--- The request ---
Repeat the whole listing below, word for word.

##### Data excerpts

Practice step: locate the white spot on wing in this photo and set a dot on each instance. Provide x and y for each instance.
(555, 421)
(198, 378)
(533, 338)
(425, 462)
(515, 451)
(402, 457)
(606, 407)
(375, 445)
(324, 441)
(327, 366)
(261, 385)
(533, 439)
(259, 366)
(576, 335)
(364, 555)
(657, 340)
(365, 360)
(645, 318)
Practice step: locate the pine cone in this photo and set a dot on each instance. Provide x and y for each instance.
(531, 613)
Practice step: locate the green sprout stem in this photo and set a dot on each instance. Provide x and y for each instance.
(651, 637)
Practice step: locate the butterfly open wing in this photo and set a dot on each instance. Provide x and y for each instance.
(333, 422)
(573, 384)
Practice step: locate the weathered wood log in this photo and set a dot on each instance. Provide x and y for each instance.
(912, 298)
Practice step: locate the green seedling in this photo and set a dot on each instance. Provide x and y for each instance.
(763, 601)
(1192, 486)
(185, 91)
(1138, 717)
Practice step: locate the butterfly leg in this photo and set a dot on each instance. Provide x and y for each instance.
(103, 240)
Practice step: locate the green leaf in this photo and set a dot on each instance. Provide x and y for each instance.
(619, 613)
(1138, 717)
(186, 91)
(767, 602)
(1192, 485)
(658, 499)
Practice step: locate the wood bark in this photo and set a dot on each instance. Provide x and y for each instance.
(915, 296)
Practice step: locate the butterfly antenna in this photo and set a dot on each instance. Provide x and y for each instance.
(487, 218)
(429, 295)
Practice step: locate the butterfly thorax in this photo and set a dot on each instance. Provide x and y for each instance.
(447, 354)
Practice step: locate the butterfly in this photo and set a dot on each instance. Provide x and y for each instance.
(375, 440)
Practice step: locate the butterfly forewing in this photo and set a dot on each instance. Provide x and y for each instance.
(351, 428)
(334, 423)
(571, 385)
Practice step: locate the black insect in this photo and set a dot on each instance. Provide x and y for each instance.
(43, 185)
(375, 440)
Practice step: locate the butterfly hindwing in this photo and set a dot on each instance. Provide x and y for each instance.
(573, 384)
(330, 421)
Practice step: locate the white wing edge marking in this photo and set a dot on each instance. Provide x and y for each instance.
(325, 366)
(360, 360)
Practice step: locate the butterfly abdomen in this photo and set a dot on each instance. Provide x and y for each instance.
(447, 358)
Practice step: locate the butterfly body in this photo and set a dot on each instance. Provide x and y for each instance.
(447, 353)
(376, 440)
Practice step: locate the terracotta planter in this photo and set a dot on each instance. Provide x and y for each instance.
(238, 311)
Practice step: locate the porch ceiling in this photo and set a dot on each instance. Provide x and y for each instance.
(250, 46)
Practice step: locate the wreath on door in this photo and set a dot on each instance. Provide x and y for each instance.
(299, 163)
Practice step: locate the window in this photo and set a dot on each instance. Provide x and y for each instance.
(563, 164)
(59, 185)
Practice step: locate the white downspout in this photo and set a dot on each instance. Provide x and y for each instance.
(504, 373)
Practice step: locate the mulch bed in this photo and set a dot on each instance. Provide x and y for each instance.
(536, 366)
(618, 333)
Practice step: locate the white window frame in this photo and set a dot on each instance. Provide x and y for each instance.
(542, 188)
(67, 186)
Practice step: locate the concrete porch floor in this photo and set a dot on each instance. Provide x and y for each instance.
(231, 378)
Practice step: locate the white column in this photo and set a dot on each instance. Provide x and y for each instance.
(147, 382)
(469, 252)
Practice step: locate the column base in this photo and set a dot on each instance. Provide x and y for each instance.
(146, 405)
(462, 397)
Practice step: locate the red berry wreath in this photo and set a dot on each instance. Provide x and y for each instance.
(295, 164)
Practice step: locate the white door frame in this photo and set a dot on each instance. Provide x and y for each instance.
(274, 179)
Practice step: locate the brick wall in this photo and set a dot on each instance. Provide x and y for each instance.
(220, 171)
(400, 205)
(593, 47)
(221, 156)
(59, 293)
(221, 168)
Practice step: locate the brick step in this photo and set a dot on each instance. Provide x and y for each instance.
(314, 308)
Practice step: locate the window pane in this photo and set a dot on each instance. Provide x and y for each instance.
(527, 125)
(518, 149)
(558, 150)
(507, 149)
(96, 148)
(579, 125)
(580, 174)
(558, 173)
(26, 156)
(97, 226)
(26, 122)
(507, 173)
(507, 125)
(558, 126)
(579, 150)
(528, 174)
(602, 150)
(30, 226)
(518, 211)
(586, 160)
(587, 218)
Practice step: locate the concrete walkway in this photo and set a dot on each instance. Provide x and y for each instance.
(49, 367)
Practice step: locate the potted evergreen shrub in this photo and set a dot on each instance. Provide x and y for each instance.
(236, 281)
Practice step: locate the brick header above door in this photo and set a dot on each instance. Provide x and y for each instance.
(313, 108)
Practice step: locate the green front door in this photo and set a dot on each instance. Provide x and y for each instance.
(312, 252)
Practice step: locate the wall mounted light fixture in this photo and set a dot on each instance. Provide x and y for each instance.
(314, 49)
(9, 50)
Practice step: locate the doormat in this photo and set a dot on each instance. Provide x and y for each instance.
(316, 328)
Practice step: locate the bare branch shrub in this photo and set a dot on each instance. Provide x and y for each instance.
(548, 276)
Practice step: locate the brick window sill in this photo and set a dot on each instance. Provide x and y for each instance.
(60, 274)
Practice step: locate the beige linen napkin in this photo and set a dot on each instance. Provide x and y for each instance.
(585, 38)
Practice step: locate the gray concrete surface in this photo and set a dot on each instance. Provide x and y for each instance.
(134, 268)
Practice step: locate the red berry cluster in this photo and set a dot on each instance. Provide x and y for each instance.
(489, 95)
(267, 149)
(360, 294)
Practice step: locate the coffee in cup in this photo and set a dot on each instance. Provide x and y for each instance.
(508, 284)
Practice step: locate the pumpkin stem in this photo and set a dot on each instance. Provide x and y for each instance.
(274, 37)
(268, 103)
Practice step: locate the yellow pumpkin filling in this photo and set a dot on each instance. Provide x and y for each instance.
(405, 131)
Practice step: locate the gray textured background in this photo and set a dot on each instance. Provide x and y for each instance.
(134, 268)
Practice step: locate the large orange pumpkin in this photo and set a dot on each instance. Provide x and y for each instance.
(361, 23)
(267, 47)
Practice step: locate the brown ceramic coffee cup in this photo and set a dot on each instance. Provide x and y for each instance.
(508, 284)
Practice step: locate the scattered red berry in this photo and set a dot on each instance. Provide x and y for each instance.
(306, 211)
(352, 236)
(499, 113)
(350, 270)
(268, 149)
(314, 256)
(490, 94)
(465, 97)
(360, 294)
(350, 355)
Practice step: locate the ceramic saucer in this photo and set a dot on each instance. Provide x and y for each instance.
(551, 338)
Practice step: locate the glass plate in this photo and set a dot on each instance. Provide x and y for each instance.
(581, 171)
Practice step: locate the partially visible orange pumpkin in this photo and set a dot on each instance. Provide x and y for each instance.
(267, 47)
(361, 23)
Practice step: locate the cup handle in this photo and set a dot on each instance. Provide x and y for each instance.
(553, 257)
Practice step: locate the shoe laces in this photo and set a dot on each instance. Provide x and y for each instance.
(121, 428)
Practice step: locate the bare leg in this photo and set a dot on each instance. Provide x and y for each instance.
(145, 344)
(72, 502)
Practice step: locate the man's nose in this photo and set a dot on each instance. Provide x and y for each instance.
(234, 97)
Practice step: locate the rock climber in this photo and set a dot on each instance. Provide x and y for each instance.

##########

--- Expected output ---
Practice step: locate the white spot on wing in this photo and set a dot on each instance. Provide x and y for each instance.
(555, 421)
(198, 378)
(533, 338)
(425, 462)
(515, 451)
(402, 457)
(606, 407)
(375, 445)
(324, 441)
(327, 366)
(261, 385)
(533, 439)
(259, 366)
(576, 335)
(364, 555)
(657, 340)
(365, 360)
(645, 318)
Practice step: locate the pine cone in this photo and set a dot on each instance. Provide x and y for each instance.
(531, 613)
Practice step: locate the green sprout stem in this photo and set a dot on each instance. Provide x and y for each instance.
(651, 637)
Practice step: locate the butterfly open wing in this photo and set a dot on each instance. Provide x and y for each instance.
(333, 422)
(573, 384)
Practice step: locate the weathered wood log in this photo and set a dot on each instance. Provide x and y for each instance.
(912, 298)
Practice step: locate the green seedling in this photo and set a dot on each instance. Provide x and y for each instance.
(763, 601)
(1192, 486)
(185, 91)
(1138, 717)
Practice step: locate the butterfly leg in this photo and set a dot on each instance. Provide x and y for each instance.
(103, 240)
Practice step: locate the green leaf in this photo and set a dot on each instance. Provide x and y for each instance.
(619, 613)
(1138, 717)
(186, 91)
(767, 602)
(1192, 485)
(658, 499)
Practice step: locate the wood bark in this photo and set a dot on each instance. Provide x and y for each instance.
(915, 296)
Practice step: locate the butterfly antenna in this photo and set a dot on each instance. Provide x and y for each instance.
(487, 218)
(429, 295)
Practice step: locate the butterfly thorax in this photo and set a dot on each instance. Provide x and y for each instance.
(447, 354)
Practice step: locate the butterfly in this photo and set a dot on each instance. Provide x and y for each instance.
(375, 440)
Practice step: locate the butterfly forewing in this photo and set a dot on each instance. Provide x and y for each instance.
(351, 428)
(334, 423)
(571, 385)
Practice step: locate the black insect in this photo and set a dot on each instance. Provide x and y for each instance.
(43, 185)
(375, 440)
Practice step: locate the butterfly hindwing in this photo and set a dot on each instance. Provide x and y for each instance.
(573, 384)
(330, 421)
Practice step: locate the white wing edge marking in this photo and set a dot on each instance. Provide x and y for each instance.
(325, 366)
(360, 360)
Practice step: locate the butterfly abdomen in this photo and set a dot on each instance. Provide x and y for each instance.
(447, 358)
Practice step: locate the butterfly body in this photo and set a dot on each instance. Provide x and y for each instance.
(447, 353)
(376, 440)
Practice step: locate the terracotta planter in this photo and set a dot on each instance. Provide x and y for each instance.
(238, 311)
Practice step: locate the porch ceiling in this photo and set a dot on each instance. Provide x and y for each instance.
(250, 46)
Practice step: locate the wreath on door in this photo and set a dot on each instance. Provide x and y for each instance.
(299, 163)
Practice step: locate the window in this photo and set a dot on each instance. Provide x and y for each instance.
(563, 164)
(59, 185)
Practice step: locate the white downspout in this photo and set a dot on each instance. Provide x and y for each instance.
(504, 373)
Practice step: locate the mulch bed in this photo and set a dot on each instance. Provide x and y for each instance.
(536, 366)
(618, 333)
Practice step: locate the white window frame in this photo and set a dot on each instance. Provide x and y for each instance.
(542, 188)
(67, 186)
Practice step: locate the concrete porch floor in this photo and set a dot on each instance. Provide x and y for each instance.
(231, 378)
Practice step: locate the white column in this photo and set a dot on each instance. Provide x and y for each instance.
(147, 382)
(469, 252)
Practice step: locate the column base in this photo and set a dot on each instance. Provide x and y for each instance.
(146, 405)
(462, 397)
Practice step: locate the red berry wreath in this photo and set a dot on each instance. Provide x and y for each instance.
(295, 164)
Practice step: locate the white door frame in this photo and set a dot on each instance. Provide x and y for each instance.
(274, 179)
Practice step: locate the brick wall in this photo and set a dot on each instance. Provide x and y for each instance.
(220, 171)
(400, 205)
(593, 47)
(221, 156)
(59, 293)
(221, 168)
Practice step: locate the brick step in this photo and set a dot on each instance. Provide x and y for each instance.
(314, 308)
Practice step: locate the window pane in this photo and set a dot on each instance. Provide x and y for each instance.
(527, 125)
(518, 149)
(558, 150)
(507, 149)
(96, 148)
(579, 125)
(580, 174)
(558, 173)
(26, 156)
(97, 226)
(26, 122)
(507, 173)
(507, 125)
(558, 126)
(579, 150)
(528, 174)
(602, 150)
(30, 226)
(518, 211)
(586, 160)
(587, 218)
Practice step: locate the concrete walkway in this photo and set a dot on each instance. Provide x and y for each instance.
(49, 367)
Practice step: locate the potted evergreen shrub in this photo and set a dot on each instance. Provide x and y for each instance.
(236, 281)
Practice step: locate the brick header above door in this photo and set a dot on each instance. Provide x and y for each instance.
(313, 108)
Practice step: locate the green front door in this photo and set a dot on each instance. Provide x and y for each instance.
(312, 252)
Practice step: locate the wall mounted light fixture in this photo and set a dot on each instance. Provide x and y for each instance.
(314, 49)
(9, 50)
Practice step: locate the doormat in this photo and set a dot on each instance. Provide x and y for each instance.
(316, 328)
Practice step: locate the bare branch shrub in this photo and set a dot on each instance. Provide x and y for each instance.
(548, 276)
Practice step: locate the brick window sill in this photo and set a dot on each instance. Provide x and y for each instance.
(60, 274)
Practice step: locate the beige linen napkin in this photo and set a dot on each instance. Provide x and y for each instance.
(585, 38)
Practice step: locate the gray concrete surface in this photo and set a dot on each instance. Provide x and y for each instance.
(134, 268)
Practice step: locate the red berry cluster in this photo and set a dot on each instance. Provide x and y for each instance.
(489, 95)
(267, 149)
(360, 294)
Practice step: locate the coffee in cup in this photo and set a dot on each instance. Provide x and y for each instance.
(508, 284)
Practice step: locate the pumpkin stem in this photo and set a dot on each instance. Provide x and y for each instance.
(274, 37)
(268, 103)
Practice step: locate the yellow pumpkin filling in this photo and set a dot on each instance. Provide x and y for each instance.
(405, 131)
Practice step: locate the gray textured background in this photo and set a dot on each instance. Provide x and y for each instance.
(134, 268)
Practice step: locate the large orange pumpkin in this photo and set a dot on each instance. Provide x and y for each instance.
(361, 23)
(267, 47)
Practice step: locate the brown ceramic coffee cup in this photo and set a dot on each instance. Provide x and y for each instance.
(508, 284)
Practice step: locate the scattered red berry in this photo and set a dot on each instance. Provide x and y for each instance.
(306, 211)
(352, 236)
(499, 113)
(350, 270)
(268, 149)
(314, 256)
(490, 94)
(465, 97)
(360, 294)
(350, 355)
Practice step: locate the ceramic saucer in this photo and set a dot on each instance. Provide x and y for each instance.
(551, 338)
Practice step: locate the glass plate in this photo and set a dot on each instance. Provide x and y for each instance.
(581, 171)
Practice step: locate the partially visible orange pumpkin in this photo and set a dot on each instance. Provide x and y for each instance.
(267, 47)
(361, 23)
Practice step: locate the cup handle in this photo and set a dot on each instance. Provide x and y for each instance.
(553, 257)
Practice step: locate the shoe laces in this photo and set a dot on each instance. Provide x and y for each instance.
(121, 428)
Practice step: locate the bare leg in this photo and set a dot on each instance. Provide x and y for each instance.
(145, 344)
(72, 502)
Practice step: locate the man's nose in this photo and set a dot on each instance. Provide x and y for each instance.
(234, 97)
Practice step: locate the rock climber in this photo and set a dot on each instance. Provide x and y for each instance.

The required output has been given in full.